__INSTRUÇÃO 1__. Por favor, transcreva o texto sobre Elena Ferrante, começando em "Elena Ferrante e a" e terminando em "tornam um passeio.".

__TRECHO SELECIONADO__.
┏━━
Elena Ferrante e a luta através da escrita
Eu sabia muito pouco sobre Elena Ferrante e menos ainda sobre sua obra quando comprei o primeiro livro da Série Napolitana. A capa linda e o hype em torno de A Amiga Genial foram suficientes para me convencer.
Demorei um pouco para começar, sabia que se tratava de uma tetralogia, achei que precisaria dedicar um tempo para a leitura e então, acabei escolhendo outros livros, até que um dia despretensiosamente comecei. Foi amor à primeira linha.
Começar a ler a Amiga Genial é praticamente assinar um contrato concordando que terminará a série. Na minha visão é impossível abandonar a história. A escrita de Elena é tão impressionante que as 1.697 páginas se tornam um passeio.
Um passeio pela vida inteira de Lenu e Lila, por uma Nápoles violenta e pobre e por tantas histórias de mulheres oprimidas pelo patriarcado contadas de uma forma tão serena, que até os leitores pouco familiarizados com o feminismo devem ter sentido o aperto no peito.
┗━━
__REGISTROS DE DADOS__.
┏━━
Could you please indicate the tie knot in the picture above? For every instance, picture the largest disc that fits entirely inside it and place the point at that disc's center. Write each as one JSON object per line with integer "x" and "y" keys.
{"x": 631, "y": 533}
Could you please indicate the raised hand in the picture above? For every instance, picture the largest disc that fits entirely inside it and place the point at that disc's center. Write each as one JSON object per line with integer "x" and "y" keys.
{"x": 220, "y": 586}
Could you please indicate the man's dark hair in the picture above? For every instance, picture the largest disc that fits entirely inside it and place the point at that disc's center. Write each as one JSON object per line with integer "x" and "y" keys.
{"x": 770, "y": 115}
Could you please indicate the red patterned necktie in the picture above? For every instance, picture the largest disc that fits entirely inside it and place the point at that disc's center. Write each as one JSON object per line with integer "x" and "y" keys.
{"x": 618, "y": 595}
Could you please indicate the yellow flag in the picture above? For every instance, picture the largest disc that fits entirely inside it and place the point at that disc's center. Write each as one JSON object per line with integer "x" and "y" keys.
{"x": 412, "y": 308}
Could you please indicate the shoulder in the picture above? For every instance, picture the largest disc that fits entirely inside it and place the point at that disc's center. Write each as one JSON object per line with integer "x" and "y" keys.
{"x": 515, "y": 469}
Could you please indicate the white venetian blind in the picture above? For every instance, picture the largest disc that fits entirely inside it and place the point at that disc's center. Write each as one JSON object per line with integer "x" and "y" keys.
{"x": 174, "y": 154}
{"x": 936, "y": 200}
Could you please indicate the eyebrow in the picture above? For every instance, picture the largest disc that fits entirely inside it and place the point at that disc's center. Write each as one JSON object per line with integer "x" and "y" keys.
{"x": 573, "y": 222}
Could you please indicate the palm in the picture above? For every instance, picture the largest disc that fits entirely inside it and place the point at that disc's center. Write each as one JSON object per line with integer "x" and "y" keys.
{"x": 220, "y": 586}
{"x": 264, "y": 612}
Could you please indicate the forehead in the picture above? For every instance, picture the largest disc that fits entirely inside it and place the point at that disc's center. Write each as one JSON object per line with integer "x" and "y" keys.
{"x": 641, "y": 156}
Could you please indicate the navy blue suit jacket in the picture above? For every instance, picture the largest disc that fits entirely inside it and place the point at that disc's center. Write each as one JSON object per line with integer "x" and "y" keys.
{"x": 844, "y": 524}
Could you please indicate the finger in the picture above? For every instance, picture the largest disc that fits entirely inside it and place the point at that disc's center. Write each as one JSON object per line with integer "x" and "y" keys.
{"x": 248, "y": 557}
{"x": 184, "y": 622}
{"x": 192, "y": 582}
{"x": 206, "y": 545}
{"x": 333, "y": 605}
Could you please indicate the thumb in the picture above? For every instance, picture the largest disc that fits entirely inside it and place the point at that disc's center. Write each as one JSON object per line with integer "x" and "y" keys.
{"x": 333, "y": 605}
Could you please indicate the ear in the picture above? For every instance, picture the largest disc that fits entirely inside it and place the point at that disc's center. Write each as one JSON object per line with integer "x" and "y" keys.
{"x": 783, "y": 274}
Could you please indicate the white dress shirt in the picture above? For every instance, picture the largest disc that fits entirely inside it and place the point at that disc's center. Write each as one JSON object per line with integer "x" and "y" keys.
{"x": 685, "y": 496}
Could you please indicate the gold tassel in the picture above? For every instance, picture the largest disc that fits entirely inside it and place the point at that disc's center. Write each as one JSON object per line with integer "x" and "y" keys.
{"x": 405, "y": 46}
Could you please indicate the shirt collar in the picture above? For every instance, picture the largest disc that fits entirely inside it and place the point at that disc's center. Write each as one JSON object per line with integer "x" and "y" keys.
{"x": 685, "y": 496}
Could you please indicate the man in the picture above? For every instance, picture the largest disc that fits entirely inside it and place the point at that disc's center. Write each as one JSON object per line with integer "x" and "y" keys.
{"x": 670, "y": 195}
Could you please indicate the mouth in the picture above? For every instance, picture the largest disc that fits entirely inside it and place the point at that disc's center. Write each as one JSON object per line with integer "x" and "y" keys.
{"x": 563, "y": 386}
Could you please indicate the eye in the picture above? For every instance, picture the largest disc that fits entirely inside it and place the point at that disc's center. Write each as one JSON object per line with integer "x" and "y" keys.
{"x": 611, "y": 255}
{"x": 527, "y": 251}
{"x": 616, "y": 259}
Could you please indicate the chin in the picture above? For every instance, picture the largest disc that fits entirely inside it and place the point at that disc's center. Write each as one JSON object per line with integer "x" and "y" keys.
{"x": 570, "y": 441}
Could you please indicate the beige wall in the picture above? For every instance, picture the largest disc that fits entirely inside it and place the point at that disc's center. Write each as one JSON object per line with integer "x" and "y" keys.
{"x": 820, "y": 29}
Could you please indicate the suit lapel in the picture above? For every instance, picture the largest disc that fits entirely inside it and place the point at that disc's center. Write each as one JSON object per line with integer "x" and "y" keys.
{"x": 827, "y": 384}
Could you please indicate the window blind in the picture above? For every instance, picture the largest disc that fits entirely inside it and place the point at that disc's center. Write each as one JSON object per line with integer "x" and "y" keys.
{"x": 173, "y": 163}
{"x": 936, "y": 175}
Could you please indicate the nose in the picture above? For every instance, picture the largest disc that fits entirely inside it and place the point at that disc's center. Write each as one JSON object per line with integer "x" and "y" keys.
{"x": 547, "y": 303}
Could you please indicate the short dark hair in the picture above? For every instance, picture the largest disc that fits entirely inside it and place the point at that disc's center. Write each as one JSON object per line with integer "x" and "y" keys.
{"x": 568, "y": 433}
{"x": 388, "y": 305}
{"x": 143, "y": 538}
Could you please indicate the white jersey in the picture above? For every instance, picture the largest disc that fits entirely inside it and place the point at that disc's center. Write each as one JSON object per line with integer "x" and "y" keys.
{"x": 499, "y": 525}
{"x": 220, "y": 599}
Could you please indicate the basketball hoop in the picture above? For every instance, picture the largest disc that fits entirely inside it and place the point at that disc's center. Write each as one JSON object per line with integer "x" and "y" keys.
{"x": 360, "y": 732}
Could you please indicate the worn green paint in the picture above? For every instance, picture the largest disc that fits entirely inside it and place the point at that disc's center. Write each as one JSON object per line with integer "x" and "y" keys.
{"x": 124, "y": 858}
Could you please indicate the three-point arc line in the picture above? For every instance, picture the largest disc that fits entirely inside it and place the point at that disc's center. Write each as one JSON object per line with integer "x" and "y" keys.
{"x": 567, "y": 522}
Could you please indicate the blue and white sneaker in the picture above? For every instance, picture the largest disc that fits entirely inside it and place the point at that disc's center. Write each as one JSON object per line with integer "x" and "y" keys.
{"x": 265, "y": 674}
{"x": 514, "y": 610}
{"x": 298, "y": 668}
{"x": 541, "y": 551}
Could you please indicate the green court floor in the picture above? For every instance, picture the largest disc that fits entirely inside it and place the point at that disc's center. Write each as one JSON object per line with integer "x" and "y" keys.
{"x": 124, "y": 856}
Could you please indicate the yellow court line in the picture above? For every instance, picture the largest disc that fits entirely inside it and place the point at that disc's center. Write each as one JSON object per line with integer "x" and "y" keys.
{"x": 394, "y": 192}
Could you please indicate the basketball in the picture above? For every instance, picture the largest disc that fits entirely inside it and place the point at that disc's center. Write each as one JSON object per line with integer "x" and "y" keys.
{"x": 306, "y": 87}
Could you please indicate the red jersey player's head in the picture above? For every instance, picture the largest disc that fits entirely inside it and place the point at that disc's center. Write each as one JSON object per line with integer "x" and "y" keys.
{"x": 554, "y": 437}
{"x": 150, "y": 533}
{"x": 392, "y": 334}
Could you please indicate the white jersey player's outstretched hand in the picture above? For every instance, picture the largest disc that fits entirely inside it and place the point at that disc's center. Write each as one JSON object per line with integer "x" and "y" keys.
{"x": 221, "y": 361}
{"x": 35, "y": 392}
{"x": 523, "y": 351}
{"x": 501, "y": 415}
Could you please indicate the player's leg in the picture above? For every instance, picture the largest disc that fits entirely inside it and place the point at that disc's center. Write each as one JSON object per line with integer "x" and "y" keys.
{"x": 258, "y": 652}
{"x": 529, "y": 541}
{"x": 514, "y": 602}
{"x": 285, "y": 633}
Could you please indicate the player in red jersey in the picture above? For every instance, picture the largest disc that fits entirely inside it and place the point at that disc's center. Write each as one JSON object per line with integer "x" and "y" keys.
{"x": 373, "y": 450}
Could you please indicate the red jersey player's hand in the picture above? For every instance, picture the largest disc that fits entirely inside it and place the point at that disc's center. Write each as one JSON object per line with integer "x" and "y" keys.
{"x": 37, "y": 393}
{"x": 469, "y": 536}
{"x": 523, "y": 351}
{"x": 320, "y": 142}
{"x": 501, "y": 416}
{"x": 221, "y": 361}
┗━━
__INSTRUÇÃO 2__. Localize nas entradas cada linha que contém a palavra "venetian" e copie essas linhas.

__RESULTADO DO EXERCÍCIO 1__.
Elena Ferrante e a luta através da escrita
Eu sabia muito pouco sobre Elena Ferrante e menos ainda sobre sua obra quando comprei o primeiro livro da Série Napolitana. A capa linda e o hype em torno de A Amiga Genial foram suficientes para me convencer.
Demorei um pouco para começar, sabia que se tratava de uma tetralogia, achei que precisaria dedicar um tempo para a leitura e então, acabei escolhendo outros livros, até que um dia despretensiosamente comecei. Foi amor à primeira linha.
Começar a ler a Amiga Genial é praticamente assinar um contrato concordando que terminará a série. Na minha visão é impossível abandonar a história. A escrita de Elena é tão impressionante que as 1.697 páginas se tornam um passeio.

__RESULTADO DO EXERCÍCIO 2__.
Could you please indicate the white venetian blind in the picture above? For every instance, picture the largest disc that fits entirely inside it and place the point at that disc's center. Write each as one JSON object per line with integer "x" and "y" keys.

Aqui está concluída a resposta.